==== GIVEN INFORMATION ====
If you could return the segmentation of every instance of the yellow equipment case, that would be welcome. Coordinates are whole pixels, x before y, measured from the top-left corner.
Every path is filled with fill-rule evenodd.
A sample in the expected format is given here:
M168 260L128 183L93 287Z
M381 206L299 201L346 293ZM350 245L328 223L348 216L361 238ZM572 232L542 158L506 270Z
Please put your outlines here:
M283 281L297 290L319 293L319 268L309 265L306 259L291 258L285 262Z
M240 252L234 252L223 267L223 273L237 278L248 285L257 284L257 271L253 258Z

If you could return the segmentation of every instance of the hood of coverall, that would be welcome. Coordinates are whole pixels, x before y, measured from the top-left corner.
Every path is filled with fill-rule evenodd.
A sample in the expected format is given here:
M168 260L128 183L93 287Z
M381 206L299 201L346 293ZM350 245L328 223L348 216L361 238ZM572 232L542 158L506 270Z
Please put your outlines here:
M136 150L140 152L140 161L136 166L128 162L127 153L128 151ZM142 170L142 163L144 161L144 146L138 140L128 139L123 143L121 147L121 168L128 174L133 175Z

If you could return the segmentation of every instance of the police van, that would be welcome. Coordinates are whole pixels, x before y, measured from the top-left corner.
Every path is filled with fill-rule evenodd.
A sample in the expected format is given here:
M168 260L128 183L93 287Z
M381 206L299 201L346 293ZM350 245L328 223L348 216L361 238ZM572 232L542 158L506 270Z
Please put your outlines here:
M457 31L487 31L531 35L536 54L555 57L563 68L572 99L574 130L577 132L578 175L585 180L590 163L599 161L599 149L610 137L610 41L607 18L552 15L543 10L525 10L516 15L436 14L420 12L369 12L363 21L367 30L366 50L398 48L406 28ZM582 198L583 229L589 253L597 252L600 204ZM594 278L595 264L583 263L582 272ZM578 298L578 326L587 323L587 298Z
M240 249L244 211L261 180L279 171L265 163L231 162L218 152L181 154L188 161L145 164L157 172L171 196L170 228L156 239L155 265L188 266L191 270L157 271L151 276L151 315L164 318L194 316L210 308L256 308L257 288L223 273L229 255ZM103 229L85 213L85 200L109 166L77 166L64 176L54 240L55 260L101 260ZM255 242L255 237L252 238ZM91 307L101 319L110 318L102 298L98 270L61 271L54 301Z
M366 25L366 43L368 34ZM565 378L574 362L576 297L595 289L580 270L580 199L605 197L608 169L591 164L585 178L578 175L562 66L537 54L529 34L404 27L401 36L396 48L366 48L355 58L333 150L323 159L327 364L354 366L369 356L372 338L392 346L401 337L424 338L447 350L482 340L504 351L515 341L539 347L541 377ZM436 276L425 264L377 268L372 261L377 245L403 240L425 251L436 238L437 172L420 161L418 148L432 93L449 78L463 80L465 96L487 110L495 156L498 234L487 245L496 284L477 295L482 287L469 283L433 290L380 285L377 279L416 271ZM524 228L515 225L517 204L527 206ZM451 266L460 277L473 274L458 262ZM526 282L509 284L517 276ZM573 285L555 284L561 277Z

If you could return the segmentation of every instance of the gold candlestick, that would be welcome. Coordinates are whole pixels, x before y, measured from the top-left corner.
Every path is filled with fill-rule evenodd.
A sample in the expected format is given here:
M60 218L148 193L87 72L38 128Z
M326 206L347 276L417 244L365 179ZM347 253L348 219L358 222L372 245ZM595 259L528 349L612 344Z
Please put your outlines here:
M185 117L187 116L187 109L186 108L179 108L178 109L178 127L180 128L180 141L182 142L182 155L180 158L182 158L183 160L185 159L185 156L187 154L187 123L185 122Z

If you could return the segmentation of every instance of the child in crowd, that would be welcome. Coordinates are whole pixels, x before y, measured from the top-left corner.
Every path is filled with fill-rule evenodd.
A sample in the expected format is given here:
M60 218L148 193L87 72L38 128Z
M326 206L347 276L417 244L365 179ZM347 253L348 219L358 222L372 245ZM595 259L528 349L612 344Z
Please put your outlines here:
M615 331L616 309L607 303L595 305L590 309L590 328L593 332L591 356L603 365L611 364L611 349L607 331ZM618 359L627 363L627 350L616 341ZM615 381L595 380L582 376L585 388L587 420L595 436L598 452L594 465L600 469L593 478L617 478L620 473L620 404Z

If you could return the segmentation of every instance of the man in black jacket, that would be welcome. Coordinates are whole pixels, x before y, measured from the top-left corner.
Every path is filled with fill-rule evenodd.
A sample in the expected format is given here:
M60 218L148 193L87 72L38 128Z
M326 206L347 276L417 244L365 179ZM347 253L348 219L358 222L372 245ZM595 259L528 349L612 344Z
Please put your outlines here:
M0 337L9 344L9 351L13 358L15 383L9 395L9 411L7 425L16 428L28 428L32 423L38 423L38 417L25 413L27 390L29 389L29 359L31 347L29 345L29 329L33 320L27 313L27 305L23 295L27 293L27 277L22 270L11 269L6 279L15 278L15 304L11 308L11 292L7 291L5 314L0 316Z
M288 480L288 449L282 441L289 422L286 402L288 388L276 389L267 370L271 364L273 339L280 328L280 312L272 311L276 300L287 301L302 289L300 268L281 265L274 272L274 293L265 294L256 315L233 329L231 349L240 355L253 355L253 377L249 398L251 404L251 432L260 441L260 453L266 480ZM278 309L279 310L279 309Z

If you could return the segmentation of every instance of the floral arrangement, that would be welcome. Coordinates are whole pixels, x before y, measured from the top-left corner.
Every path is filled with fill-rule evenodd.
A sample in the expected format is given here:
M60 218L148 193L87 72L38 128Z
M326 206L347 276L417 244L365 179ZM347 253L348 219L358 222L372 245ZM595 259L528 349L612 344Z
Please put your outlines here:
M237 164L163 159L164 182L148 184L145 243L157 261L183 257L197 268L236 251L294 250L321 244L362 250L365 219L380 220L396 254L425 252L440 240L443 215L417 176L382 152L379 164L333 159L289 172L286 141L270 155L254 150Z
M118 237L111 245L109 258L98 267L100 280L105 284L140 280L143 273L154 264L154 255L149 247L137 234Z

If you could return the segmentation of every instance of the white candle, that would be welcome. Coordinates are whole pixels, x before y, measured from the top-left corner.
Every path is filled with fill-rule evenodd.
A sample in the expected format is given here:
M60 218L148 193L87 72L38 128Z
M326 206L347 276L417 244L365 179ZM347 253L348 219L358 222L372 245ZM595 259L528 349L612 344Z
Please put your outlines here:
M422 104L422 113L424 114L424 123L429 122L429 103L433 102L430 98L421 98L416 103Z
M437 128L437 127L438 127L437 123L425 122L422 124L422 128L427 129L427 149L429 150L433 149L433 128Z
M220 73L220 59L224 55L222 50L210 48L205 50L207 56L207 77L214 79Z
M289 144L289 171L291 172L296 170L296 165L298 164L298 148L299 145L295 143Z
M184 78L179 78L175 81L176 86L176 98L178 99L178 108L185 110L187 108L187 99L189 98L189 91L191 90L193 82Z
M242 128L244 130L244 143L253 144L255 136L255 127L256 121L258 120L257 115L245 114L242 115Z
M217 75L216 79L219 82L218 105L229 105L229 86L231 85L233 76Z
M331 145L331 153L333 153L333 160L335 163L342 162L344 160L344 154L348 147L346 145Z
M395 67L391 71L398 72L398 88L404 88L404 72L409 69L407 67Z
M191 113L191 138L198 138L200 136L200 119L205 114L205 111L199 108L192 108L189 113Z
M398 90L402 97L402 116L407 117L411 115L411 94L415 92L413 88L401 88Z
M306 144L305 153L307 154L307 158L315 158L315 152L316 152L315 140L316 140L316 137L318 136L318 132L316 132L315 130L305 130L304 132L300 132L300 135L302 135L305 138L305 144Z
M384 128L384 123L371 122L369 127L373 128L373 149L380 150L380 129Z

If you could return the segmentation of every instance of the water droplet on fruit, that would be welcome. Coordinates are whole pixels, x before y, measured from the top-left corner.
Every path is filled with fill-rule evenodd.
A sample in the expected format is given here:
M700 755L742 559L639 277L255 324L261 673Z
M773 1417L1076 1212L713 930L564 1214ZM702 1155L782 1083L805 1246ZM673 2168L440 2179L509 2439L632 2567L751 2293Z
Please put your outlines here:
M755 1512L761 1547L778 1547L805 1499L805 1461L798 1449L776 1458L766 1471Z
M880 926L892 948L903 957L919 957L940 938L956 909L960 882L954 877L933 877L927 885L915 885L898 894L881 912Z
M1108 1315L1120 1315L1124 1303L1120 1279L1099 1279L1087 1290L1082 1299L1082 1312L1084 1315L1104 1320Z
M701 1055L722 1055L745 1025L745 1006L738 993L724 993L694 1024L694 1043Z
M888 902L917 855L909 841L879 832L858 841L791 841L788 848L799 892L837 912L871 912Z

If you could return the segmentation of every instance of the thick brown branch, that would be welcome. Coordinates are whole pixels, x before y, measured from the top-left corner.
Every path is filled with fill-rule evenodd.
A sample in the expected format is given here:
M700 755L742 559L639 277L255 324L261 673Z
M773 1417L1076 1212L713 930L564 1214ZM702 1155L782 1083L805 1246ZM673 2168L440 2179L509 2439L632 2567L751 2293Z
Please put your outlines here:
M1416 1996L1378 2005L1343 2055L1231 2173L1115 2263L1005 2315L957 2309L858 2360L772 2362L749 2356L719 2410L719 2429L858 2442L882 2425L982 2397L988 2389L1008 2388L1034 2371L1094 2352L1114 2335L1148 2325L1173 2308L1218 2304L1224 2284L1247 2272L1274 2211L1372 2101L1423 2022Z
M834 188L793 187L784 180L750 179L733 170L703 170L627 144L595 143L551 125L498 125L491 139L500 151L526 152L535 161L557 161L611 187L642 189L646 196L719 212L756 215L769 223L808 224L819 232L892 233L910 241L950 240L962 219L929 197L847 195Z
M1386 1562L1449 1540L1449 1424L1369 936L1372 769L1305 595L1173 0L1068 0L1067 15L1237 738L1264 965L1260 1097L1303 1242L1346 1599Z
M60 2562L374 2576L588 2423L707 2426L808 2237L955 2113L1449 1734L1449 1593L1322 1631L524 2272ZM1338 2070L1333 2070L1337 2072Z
====
- _ACTION ITEM_
Copy here each line of the preceding records with "that" in it.

- _OUTPUT BELOW_
If you could return the segmentation of every instance of the yellow equipment case, that would be welcome. Coordinates are whole pixels, x before y, measured from the top-left corner.
If you could return the segmentation of every instance of the hood of coverall, that would be welcome. Coordinates are whole pixels, x before y, measured from the top-left corner.
If you could return the segmentation of every instance of the police van, that would be welcome. Coordinates are whole pixels, x before y, measured from the top-left corner.
If you could return the segmentation of every instance of the gold candlestick, that would be welcome. Coordinates are whole pixels, x before y, measured from the top-left corner.
If you could return the segmentation of every instance of the child in crowd, that would be welcome. Coordinates are whole pixels, x before y, measured from the top-left corner.
If you could return the segmentation of every instance of the man in black jacket, that would be welcome. Coordinates are whole pixels, x before y, measured from the top-left corner.
If you could return the segmentation of every instance of the floral arrangement, that would be welcome. Coordinates are whole pixels, x before y, measured from the top-left corner.
If you could return the segmentation of every instance of the white candle, that would be welcome. Coordinates are whole pixels, x before y, measured from the top-left corner.
If you could return the segmentation of every instance of the water droplet on fruit, that would be welcome. Coordinates are whole pixels, x before y, measured from the top-left corner.
If you could return the segmentation of every instance of the thick brown branch, that would be welcome. Coordinates are whole pixels, x before y, measured from the top-left corner.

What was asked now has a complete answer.